:: WHAT THE EXERCISE ASKS ::
The required output is the line that contains "search: white entry door" through the last line of the data, retyped verbatim and with nothing added.
• • • • • • •
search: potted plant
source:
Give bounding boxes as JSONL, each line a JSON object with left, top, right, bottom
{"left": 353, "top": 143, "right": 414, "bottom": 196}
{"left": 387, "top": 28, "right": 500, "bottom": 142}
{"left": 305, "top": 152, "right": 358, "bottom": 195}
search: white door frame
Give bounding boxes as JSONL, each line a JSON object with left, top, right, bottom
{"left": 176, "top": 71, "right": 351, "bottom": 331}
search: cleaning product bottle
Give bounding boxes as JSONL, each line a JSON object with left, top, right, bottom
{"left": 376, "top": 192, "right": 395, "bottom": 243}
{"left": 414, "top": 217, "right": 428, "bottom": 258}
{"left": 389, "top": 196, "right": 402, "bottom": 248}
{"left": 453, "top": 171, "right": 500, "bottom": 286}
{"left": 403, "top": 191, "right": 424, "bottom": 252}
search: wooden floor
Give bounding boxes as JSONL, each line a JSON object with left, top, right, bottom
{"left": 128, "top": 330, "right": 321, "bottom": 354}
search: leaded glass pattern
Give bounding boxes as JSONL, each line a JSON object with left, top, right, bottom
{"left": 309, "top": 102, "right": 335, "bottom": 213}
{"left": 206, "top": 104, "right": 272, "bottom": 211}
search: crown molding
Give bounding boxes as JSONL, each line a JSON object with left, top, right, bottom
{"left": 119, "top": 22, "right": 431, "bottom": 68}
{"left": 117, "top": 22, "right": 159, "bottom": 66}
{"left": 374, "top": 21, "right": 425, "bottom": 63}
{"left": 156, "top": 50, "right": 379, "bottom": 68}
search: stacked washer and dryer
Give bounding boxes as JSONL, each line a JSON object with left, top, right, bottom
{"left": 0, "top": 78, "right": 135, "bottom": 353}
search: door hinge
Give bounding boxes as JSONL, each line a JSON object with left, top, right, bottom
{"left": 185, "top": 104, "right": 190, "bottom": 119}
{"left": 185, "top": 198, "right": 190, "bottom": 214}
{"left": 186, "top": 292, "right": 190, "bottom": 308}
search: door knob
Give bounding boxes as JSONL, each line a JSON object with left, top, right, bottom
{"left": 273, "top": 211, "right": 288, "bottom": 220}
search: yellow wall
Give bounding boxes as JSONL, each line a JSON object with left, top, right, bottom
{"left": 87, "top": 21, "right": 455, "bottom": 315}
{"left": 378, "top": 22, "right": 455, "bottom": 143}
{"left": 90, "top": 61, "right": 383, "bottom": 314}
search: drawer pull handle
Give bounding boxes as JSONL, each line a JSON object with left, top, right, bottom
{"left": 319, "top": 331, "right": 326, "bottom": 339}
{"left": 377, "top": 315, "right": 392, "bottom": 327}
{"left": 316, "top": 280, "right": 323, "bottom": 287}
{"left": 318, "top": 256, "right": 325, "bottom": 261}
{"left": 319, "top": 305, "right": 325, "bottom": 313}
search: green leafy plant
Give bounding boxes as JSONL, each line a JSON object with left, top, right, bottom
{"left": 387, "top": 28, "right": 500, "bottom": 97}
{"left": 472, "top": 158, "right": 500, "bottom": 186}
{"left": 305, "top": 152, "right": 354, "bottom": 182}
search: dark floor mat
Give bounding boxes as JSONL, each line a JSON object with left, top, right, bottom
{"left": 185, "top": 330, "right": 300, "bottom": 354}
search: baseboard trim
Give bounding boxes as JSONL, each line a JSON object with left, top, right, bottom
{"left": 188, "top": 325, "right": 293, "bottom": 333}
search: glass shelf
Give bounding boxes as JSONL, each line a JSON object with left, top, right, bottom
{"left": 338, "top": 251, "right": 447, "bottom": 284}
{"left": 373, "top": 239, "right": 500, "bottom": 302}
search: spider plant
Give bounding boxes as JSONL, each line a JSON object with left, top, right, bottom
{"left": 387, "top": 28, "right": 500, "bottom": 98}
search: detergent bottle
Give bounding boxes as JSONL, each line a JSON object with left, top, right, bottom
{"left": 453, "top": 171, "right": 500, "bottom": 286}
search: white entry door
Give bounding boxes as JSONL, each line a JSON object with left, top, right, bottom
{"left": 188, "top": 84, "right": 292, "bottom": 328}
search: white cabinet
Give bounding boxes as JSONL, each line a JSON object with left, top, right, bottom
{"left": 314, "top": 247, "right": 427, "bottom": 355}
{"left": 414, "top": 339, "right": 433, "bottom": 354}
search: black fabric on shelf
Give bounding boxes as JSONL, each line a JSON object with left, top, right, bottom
• • • • • • •
:: ANSWER FOR THE TASK ::
search: white entry door
Give bounding boxes as JSONL, each line a JSON object with left, top, right, bottom
{"left": 188, "top": 84, "right": 292, "bottom": 328}
search: white cabinet
Give bounding boxes as JSONL, each line a JSON object with left, top, right, bottom
{"left": 314, "top": 247, "right": 427, "bottom": 355}
{"left": 414, "top": 339, "right": 433, "bottom": 354}
search: black fabric on shelf
Give bounding boxes as JSONL, each line a JSON object with left, top, right, bottom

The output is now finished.